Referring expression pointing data
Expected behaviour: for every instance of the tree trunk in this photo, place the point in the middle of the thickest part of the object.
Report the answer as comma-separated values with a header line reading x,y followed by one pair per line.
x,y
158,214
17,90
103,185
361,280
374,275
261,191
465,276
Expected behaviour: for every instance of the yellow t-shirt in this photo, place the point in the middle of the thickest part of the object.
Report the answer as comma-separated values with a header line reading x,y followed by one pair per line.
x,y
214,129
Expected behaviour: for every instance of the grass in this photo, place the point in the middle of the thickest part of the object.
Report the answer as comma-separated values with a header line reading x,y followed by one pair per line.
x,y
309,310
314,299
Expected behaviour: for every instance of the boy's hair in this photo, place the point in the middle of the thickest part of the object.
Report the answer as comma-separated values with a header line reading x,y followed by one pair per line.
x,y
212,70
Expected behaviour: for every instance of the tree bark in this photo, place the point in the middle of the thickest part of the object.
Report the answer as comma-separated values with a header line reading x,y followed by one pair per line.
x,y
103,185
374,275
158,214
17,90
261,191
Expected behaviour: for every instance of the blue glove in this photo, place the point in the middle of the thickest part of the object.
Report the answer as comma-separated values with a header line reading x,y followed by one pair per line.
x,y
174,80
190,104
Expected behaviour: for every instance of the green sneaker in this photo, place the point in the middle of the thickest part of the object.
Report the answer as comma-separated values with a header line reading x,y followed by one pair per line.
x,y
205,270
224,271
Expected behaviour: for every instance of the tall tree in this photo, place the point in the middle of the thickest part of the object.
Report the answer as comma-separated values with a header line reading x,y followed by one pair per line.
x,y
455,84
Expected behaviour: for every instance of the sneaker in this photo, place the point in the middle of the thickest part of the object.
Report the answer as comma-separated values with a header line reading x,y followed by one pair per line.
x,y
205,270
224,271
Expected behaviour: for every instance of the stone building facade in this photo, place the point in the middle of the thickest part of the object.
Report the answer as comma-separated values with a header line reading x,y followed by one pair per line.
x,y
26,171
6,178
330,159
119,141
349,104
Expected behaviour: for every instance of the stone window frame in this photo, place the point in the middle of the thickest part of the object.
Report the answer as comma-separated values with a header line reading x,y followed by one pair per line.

Your goal:
Your answer must be the full set of records above, reproduced exactly.

Finished task:
Expected behaviour: for every instance of the tree trunk in this photo, place the point in the middle of the thickest part of the object.
Report the answer as comma-separated values with a header line reading x,y followed by one pair per line.
x,y
158,214
17,90
103,185
361,280
374,275
261,191
465,276
Expected behaviour: for every instance of the yellow t-shirt in this photo, place the point in the middle of the thickest part of the object.
Report the answer as comma-separated values with a header line reading x,y followed by one pair per line.
x,y
214,129
Expected behaviour: for every instance of the grass in this photo, place the point in the middle of the thickest part of the object.
Report the answer as comma-separated values with a header line reading x,y followed by one pair per line.
x,y
309,310
314,299
Expected behaviour: for every instance of the boy's hair in this photo, place the point in the middle of the thickest part of the object.
Report the answer as comma-separated values with a header line reading x,y followed by one pair per line.
x,y
212,70
Expected behaviour: for every instance of the tree bark in this photo, place the point in the middle of the thickest part of the object.
Report the answer as comma-separated values with a header line reading x,y followed by one pair per line.
x,y
103,185
374,275
158,214
17,90
261,191
Expected behaviour: for every instance of the blue glove in this photo, place the point in the middle of the thickest part of the object.
Report the answer as comma-separated values with a header line reading x,y followed by one pair per line.
x,y
174,80
190,104
Expected behaviour: for every instance of the green sneaker in this photo, place the point in the middle of the thickest part of the object.
Report the answer as comma-separated values with a header line reading x,y followed by one pair per line.
x,y
205,270
224,271
Expected behaviour: for every instance of the tall tree in this photo, place the point in the middle of the thickest part of the object.
Report the answer as comma-separated values with a header line reading x,y followed by one pair per line.
x,y
455,84
Expected behaviour: for every instance of the sneaker in this photo, place the point in the middle of the thickest part of the object.
Report the answer as comma-separated values with a header line reading x,y followed by one pair per line.
x,y
205,270
224,271
Expected behaviour: for every instance of the stone building facade in this photo, place the point in the middle of the thickest part of the object.
Report the answer as comma-separated values with a header line reading x,y followed by one pair per line.
x,y
26,171
6,178
330,159
119,141
349,104
Expected behaviour: for every instance of the stone window frame in this photo, place the point in the middle of the thickest part of the object.
Report the answer as comma-separated values with a header line reading x,y followed by one pair per line.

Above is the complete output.